> **Stored entries**
☆ ☆ ☆ ☆ ☆ ☆ ☆

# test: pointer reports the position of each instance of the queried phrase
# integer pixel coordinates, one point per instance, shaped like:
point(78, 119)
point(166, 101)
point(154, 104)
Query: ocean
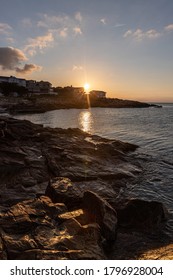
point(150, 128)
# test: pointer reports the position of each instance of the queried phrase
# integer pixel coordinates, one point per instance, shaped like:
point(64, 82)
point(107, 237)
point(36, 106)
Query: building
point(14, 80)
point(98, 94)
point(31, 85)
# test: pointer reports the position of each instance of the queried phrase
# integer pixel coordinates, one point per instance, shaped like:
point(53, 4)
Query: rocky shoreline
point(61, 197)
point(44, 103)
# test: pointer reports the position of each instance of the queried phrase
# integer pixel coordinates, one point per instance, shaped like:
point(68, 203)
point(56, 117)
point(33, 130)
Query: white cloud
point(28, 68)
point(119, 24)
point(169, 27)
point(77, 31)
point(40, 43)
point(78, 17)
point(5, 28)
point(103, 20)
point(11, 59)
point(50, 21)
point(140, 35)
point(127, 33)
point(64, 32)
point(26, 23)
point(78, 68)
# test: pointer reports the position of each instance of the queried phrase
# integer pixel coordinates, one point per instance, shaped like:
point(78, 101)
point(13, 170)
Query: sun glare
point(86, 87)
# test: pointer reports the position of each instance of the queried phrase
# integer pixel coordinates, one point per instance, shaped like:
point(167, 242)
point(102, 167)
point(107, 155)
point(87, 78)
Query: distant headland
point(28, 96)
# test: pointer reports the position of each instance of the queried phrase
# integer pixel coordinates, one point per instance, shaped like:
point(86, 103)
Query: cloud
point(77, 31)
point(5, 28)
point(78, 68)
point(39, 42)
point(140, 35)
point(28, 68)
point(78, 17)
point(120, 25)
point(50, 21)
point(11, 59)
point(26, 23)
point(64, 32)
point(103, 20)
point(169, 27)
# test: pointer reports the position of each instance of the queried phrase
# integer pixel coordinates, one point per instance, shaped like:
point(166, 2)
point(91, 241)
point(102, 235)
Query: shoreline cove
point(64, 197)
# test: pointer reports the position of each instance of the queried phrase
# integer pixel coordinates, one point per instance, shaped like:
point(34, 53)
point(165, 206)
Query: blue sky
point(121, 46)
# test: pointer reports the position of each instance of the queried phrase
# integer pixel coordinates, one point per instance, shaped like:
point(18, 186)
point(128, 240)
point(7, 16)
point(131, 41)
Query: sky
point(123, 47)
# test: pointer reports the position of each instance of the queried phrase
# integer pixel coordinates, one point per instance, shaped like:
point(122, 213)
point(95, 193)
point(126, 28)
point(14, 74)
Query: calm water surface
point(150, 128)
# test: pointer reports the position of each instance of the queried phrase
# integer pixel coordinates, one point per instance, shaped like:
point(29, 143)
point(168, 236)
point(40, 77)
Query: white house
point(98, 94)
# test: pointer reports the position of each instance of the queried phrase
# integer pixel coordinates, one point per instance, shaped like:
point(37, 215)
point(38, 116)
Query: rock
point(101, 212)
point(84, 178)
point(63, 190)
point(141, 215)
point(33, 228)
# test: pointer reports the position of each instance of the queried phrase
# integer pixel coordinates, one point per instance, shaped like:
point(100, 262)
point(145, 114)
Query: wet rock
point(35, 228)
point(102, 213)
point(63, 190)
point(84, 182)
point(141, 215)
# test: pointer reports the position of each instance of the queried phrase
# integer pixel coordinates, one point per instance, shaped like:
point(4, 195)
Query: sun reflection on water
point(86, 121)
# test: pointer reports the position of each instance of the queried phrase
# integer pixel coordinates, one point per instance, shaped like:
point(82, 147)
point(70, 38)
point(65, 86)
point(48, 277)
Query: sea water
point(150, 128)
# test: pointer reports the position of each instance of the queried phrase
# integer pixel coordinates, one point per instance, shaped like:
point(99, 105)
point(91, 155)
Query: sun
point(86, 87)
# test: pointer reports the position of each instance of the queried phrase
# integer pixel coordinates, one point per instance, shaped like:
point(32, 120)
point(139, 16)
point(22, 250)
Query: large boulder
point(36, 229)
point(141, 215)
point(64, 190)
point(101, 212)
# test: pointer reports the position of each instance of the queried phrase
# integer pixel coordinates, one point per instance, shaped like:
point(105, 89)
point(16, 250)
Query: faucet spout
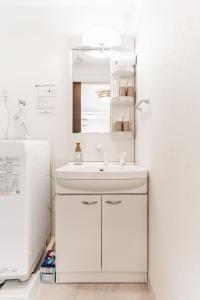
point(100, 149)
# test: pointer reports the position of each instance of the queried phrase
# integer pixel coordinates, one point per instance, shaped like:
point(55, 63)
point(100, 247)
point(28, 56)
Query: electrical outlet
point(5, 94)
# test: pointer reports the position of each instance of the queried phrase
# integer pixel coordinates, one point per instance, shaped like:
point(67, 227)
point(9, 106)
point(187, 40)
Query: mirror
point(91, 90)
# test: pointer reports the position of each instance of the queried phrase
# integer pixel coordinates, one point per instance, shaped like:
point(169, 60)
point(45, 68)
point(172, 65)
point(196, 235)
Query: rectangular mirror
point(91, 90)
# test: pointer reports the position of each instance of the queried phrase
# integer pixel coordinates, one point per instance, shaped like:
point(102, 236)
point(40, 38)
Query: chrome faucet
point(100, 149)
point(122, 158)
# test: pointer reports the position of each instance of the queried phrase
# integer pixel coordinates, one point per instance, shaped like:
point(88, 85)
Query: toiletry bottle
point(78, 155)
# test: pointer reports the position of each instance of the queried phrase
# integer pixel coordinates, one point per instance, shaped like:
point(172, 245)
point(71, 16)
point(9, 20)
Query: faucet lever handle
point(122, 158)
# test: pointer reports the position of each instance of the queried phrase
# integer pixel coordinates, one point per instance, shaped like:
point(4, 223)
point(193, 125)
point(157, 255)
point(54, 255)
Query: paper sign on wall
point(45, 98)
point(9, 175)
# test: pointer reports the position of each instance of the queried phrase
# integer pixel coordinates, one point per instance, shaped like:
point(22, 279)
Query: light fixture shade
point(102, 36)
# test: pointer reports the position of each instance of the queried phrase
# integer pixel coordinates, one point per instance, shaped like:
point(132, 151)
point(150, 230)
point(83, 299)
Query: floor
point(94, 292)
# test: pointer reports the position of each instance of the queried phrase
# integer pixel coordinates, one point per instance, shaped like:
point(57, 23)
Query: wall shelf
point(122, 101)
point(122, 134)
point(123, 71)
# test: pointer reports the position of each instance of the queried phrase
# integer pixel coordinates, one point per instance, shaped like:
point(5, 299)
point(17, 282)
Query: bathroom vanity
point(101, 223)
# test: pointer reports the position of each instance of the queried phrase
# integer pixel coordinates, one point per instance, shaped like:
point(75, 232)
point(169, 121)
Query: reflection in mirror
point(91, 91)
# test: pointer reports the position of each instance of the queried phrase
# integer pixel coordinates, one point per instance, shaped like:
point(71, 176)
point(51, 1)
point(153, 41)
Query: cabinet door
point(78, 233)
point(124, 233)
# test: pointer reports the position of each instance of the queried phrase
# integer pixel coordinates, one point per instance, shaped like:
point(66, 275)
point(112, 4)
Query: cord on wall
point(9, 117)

☆ ☆ ☆ ☆ ☆ ☆ ☆

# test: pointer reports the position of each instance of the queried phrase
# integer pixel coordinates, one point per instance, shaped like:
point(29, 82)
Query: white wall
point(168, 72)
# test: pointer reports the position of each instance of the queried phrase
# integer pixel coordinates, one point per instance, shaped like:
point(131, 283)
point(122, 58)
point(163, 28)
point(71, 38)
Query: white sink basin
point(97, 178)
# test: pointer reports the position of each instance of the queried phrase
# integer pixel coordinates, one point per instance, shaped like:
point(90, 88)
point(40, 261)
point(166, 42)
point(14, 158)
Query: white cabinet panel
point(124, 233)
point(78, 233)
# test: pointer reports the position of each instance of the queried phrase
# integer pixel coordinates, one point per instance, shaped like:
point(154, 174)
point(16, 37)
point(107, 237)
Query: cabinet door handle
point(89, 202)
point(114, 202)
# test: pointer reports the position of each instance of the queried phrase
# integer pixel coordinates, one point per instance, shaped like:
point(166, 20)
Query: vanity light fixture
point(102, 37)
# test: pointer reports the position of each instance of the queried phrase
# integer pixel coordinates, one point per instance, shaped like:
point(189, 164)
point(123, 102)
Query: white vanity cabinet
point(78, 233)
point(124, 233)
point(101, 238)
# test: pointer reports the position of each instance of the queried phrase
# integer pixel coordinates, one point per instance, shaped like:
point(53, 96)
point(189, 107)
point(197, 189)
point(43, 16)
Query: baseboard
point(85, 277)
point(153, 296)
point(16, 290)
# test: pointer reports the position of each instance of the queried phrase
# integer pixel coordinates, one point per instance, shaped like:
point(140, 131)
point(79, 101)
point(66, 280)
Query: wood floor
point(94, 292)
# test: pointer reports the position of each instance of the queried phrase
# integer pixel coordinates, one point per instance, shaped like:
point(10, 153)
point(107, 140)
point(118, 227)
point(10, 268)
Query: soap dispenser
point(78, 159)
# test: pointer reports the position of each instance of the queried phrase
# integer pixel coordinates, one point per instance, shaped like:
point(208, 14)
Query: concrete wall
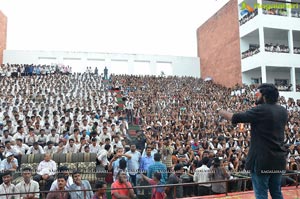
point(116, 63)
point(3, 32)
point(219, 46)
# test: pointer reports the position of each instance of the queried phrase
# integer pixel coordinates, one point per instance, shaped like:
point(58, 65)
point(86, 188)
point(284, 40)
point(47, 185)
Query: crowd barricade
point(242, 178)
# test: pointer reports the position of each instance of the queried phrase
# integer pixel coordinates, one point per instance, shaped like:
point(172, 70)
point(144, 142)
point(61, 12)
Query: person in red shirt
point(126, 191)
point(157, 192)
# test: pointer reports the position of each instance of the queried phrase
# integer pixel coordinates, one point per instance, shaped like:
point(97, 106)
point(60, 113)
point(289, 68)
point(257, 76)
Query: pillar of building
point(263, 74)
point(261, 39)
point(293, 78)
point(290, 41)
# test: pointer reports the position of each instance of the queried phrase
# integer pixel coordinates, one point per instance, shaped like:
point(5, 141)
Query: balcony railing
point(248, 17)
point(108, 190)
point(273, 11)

☆ ☆ ☆ ☆ ☆ ☆ ☆

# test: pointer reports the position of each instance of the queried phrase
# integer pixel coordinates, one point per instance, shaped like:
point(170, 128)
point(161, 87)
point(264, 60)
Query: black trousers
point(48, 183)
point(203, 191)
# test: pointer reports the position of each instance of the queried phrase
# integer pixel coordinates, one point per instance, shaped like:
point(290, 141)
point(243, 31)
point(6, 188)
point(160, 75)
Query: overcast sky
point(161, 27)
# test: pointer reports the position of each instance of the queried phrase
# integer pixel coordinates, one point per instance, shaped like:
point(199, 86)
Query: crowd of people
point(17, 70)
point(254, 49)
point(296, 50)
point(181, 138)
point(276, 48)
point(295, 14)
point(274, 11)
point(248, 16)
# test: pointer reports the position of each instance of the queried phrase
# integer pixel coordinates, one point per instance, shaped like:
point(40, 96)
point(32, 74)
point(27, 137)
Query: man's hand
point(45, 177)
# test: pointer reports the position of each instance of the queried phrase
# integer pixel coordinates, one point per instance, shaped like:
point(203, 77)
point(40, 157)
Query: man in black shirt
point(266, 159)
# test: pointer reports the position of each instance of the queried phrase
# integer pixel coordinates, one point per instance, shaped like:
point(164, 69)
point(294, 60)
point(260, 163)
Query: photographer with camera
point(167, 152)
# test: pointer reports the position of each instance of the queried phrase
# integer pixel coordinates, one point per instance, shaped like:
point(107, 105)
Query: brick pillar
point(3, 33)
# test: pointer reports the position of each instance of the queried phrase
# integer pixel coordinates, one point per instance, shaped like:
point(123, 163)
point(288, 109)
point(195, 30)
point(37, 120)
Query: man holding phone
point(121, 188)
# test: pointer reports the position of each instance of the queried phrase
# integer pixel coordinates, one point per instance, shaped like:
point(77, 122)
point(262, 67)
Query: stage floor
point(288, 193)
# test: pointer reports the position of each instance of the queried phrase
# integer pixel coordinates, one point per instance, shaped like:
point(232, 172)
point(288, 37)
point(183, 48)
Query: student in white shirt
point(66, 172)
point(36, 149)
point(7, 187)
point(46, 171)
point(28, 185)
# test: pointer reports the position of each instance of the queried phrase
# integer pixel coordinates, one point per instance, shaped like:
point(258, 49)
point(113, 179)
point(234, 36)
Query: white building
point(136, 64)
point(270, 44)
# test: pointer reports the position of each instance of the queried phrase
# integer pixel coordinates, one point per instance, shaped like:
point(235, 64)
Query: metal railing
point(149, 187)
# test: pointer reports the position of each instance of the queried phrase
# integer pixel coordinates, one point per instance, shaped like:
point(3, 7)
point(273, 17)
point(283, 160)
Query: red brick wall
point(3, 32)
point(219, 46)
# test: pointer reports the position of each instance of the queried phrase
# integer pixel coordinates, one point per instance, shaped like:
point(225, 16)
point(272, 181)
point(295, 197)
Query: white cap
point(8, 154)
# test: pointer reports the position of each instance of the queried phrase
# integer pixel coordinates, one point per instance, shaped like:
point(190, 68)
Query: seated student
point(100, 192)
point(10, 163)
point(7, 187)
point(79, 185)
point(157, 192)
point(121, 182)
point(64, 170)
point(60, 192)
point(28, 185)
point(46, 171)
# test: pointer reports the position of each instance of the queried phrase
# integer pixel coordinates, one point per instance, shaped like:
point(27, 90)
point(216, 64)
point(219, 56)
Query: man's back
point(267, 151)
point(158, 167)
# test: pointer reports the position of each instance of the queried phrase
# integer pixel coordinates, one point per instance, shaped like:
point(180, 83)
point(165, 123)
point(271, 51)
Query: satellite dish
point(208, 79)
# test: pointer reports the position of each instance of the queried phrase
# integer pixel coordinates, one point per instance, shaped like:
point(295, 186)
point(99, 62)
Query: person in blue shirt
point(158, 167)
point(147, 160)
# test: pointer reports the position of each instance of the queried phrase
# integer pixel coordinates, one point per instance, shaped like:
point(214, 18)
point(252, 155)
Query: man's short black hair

☆ ☆ ☆ ☆ ☆ ☆ ☆

> **Challenge**
Locate every line in the records above that contains the string "vanity", matching case exactly, and copy each of those lines.

> **Exercise solution**
Query: bathroom vanity
Query: vanity light fixture
Query: white vanity cabinet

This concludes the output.